- **Instruction**: Output, with no changes, the span of lines that opens with the line containing "Put a dot on every instance of the bicycle frame, giving" and closes with the last line.

- **Entries provided**:
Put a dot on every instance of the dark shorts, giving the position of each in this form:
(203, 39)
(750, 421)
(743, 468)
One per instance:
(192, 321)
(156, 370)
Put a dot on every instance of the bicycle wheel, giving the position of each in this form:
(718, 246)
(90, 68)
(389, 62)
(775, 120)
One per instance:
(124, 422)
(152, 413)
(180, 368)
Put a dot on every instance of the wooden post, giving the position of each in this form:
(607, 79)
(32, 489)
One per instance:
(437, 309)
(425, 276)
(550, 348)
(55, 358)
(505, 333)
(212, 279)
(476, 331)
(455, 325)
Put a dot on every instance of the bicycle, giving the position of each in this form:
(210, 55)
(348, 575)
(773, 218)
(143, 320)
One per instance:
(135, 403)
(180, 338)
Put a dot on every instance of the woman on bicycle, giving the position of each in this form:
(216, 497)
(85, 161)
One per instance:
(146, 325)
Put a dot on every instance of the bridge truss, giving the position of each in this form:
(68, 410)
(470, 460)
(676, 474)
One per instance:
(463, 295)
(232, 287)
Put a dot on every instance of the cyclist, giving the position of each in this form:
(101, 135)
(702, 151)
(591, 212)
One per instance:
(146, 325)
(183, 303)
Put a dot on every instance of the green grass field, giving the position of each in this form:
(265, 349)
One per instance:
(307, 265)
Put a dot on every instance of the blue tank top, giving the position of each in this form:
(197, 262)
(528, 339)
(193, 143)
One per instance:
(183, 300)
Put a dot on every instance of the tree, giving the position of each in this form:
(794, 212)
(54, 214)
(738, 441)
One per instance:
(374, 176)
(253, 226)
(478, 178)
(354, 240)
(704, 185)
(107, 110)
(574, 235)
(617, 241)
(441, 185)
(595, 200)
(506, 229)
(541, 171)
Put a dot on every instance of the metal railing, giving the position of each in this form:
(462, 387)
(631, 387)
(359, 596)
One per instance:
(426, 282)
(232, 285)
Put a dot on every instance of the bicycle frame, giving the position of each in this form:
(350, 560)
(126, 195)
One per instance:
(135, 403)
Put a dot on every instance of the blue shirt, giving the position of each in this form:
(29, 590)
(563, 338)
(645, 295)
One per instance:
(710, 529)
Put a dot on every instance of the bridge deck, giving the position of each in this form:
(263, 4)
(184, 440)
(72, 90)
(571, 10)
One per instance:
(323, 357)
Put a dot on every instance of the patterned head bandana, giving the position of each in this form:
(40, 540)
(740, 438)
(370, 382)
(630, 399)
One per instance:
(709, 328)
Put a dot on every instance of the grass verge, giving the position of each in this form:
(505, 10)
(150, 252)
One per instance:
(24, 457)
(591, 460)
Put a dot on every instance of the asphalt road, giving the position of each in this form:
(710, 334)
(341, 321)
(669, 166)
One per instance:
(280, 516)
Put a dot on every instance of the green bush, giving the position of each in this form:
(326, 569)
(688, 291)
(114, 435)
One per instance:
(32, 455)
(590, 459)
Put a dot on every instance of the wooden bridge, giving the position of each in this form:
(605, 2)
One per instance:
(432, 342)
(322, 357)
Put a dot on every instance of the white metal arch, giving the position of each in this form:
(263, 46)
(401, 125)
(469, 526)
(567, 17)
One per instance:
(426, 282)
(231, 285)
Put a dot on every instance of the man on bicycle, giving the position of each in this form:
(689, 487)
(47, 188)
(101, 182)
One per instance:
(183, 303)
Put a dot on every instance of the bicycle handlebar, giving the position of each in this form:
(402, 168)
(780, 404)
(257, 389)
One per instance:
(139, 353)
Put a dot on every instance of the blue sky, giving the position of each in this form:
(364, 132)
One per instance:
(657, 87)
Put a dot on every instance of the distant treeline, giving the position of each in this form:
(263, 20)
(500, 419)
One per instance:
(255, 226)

- **Exercise solution**:
Put a dot on every instance of the bicycle frame, giving the position of each in this form:
(350, 560)
(126, 195)
One per instance:
(135, 403)
Put a dot on every instance of the blue shirt, giving the position of each in this form:
(29, 590)
(563, 338)
(645, 295)
One per instance:
(710, 529)
Put a dot on every instance of the bridge deck, giving the position of each in this form:
(263, 4)
(184, 440)
(72, 90)
(571, 10)
One per instance:
(323, 357)
Put a dot on every instance of the patterned head bandana, giving the position of each in this form:
(40, 540)
(740, 438)
(370, 382)
(630, 399)
One per instance:
(709, 328)
Put a dot on every instance of the grass verge, giving the position of each in this form:
(505, 10)
(150, 252)
One per instance:
(24, 457)
(591, 460)
Put a dot on every instance of the asphalt road, giving the position of each in this form:
(710, 334)
(341, 321)
(669, 166)
One per instance:
(280, 516)
Put a dot on every instance of the green bush, giving the position of each in this form:
(326, 569)
(688, 291)
(114, 435)
One per instance:
(32, 455)
(590, 459)
Put a dot on every instance of the wooden bridge, giving the position of each in this form:
(605, 2)
One per instance:
(432, 342)
(322, 357)
Put a dot on every instance of the white metal arch, giving the position of each in this form:
(263, 46)
(401, 125)
(469, 526)
(567, 17)
One per instance:
(426, 282)
(231, 285)
Put a dot on every instance of the man on bicycle, giving the position of each in this form:
(689, 487)
(47, 188)
(101, 182)
One per instance:
(183, 303)
Put a dot on every instance of the bicycle handlebar, giving the position of each in this form:
(402, 168)
(780, 404)
(257, 389)
One per instance:
(139, 353)
Put a dot on every instance of the blue sky, giving the position of each in this form:
(364, 132)
One per instance:
(657, 87)
Put a dot on every instance of the distant treeline, giving the position of each in this form:
(263, 20)
(500, 419)
One per instance:
(255, 226)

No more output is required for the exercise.